■ Material shown:
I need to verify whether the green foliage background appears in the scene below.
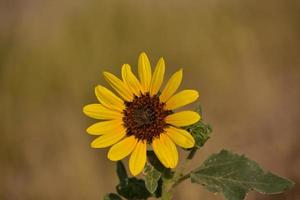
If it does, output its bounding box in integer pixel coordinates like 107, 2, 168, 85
0, 0, 300, 200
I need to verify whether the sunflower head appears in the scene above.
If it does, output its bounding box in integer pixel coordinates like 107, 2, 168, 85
83, 53, 200, 176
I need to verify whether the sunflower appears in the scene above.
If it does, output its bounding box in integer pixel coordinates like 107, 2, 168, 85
83, 53, 200, 176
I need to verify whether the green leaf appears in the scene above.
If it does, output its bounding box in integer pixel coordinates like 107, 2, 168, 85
104, 193, 122, 200
147, 151, 174, 179
191, 150, 294, 200
145, 163, 161, 194
116, 177, 151, 200
117, 161, 128, 182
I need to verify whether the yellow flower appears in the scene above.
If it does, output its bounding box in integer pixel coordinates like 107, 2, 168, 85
83, 53, 200, 176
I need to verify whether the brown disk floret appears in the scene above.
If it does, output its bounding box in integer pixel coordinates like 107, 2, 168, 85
123, 93, 172, 143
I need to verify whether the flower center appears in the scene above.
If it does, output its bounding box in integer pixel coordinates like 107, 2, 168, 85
123, 93, 172, 143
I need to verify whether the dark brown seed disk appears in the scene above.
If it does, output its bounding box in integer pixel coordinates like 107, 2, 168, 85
123, 93, 172, 143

■ What the task requires: Rewrite all the entries above, changing every "verify" to "check" and keeping everything else the same. Leave the picture out of your answer.

■ Response below:
I need to check whether the green foliage background appears in the scene below.
If it does, output its bounding box in integer pixel coordinates like 107, 2, 168, 85
0, 0, 300, 200
I need to check whether the sunflower head appears in the scene above.
If it does, output its bounding box in integer pixel coordinates like 107, 2, 168, 85
83, 53, 200, 176
I need to check whether the sunflower appears in the scene above.
If it does, output its bounding box in integer pixel coordinates like 107, 2, 168, 85
83, 53, 200, 176
I need to check whether the green leaf appears in the scene above.
If it does, output its bounding box in integer pixel coordinates like 107, 2, 168, 85
104, 193, 122, 200
147, 151, 174, 179
191, 150, 294, 200
145, 163, 161, 194
116, 177, 151, 200
117, 161, 128, 182
I need to check whether the yellow flower appears in the scene above.
If it does, output its bounding box in integer pixel coordinates like 107, 2, 168, 85
83, 53, 200, 176
I need to check whether the brown disk floret appears in the scene above.
If it does, output its bounding box in integer pixel coordinates like 107, 2, 168, 85
123, 93, 172, 143
I need to check whether the flower center appears in the scene above.
If it does, output its bounding box in integer pixel coordinates like 107, 2, 168, 85
123, 93, 172, 143
I need to check whether the dark brown seed disk appears in the scene above.
If it does, output its bounding box in integer pixel coordinates like 107, 2, 168, 85
123, 93, 172, 143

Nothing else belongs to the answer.